▸ **Given exercise**: Please reproduce all of the data below without changing a single character.

▸ **Provided data**:

______

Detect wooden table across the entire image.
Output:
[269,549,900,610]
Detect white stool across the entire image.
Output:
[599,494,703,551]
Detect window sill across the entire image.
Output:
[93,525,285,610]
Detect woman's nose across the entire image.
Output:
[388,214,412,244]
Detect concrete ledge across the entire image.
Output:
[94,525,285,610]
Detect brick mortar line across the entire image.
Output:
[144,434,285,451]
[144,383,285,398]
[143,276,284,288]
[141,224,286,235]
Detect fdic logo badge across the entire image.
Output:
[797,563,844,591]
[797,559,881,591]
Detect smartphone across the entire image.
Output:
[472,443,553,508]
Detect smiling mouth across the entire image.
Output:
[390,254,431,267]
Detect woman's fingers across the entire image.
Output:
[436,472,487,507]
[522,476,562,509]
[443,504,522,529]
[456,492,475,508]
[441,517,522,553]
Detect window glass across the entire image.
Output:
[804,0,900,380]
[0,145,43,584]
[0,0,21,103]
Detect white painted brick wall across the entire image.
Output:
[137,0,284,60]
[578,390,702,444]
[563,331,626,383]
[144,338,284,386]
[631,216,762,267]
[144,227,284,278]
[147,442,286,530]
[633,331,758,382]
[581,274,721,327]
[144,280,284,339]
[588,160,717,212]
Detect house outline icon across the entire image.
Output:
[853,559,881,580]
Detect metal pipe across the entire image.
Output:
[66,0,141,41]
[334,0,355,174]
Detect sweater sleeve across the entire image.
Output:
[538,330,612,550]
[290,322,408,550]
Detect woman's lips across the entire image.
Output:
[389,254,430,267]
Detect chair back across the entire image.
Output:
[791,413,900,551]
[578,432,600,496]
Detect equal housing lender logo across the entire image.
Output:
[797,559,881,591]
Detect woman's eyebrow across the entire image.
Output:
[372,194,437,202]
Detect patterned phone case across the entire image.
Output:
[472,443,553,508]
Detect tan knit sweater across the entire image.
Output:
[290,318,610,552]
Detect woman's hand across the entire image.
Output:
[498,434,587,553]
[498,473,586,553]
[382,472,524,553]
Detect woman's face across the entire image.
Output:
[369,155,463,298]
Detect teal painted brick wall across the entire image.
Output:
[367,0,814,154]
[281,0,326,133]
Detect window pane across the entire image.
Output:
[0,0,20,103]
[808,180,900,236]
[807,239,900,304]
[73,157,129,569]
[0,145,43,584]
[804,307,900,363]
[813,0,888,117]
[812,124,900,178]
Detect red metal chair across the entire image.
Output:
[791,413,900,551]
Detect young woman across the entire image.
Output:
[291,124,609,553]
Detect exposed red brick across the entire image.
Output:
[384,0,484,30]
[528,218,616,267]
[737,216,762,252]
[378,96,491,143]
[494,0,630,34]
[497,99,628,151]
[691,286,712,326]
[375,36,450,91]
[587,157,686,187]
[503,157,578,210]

______

▸ **Output below**:
Detect wooden table across the entire image.
Output:
[269,549,900,610]
Detect white stool across the entire image.
Output:
[599,494,703,551]
Detect window sill across the entire image.
Output:
[93,525,285,610]
Detect woman's nose across the entire image.
Output:
[388,214,412,244]
Detect concrete ledge across the entire image.
Output:
[94,525,285,610]
Detect brick mortar line across the entire image.
Output:
[144,434,285,451]
[144,383,285,398]
[143,276,284,288]
[141,224,286,235]
Detect fdic logo badge across the entire image.
Output:
[797,563,844,591]
[797,559,881,591]
Detect smartphone across the entire image.
Output:
[472,443,553,508]
Detect smiling mouth across the entire image.
Output:
[390,254,431,267]
Detect woman's fingers across the entire image.
Output:
[436,472,487,507]
[522,476,562,509]
[443,504,522,529]
[456,492,475,508]
[441,517,522,553]
Detect window glass across the entire image.
Output:
[804,0,900,380]
[0,145,43,584]
[0,0,21,103]
Detect white painted brick wall across the entire image.
Output:
[137,0,284,60]
[578,390,702,444]
[563,331,626,383]
[144,338,284,386]
[631,216,762,267]
[144,227,284,278]
[147,442,286,530]
[633,331,758,382]
[581,274,721,327]
[144,280,284,339]
[588,160,717,212]
Detect house outline icon across the entire image.
Output:
[853,559,881,580]
Detect metal pipe across the entire image.
Output:
[66,0,141,41]
[334,0,355,174]
Detect sweater sleeve across the entire image.
Output:
[538,330,612,550]
[290,322,408,550]
Detect woman's lips across the entire image.
Output:
[389,254,430,267]
Detect chair back across the entire image.
Output:
[791,413,900,551]
[578,432,600,496]
Detect equal housing lender logo across the entire image.
Output:
[797,559,881,591]
Detect woman's eyebrow across the entire image.
Output:
[372,194,437,202]
Detect patterned phone case across the entire image.
Output:
[472,443,553,508]
Detect tan knit sweater across the entire image.
Output:
[290,318,610,552]
Detect woman's hand across the entire image.
Output:
[498,434,587,553]
[498,473,586,553]
[382,472,524,553]
Detect woman's face across the entire image.
Output:
[369,155,463,298]
Detect teal painted brick wall across the entire image.
Output:
[367,0,814,154]
[281,0,326,133]
Detect window pane across the entire image.
Output:
[0,0,20,103]
[808,180,900,236]
[807,239,900,304]
[73,157,129,569]
[0,145,43,584]
[804,307,900,363]
[813,0,888,117]
[812,124,900,178]
Detect red metal chair across the entire image.
Output:
[791,413,900,551]
Detect young woman across the entire image.
Output:
[291,124,609,553]
Detect exposed red brick across the entire image.
Output:
[384,0,484,30]
[528,218,616,267]
[737,216,762,252]
[378,96,491,143]
[494,0,630,34]
[497,99,628,151]
[691,286,712,326]
[375,36,450,91]
[587,157,686,187]
[503,157,578,210]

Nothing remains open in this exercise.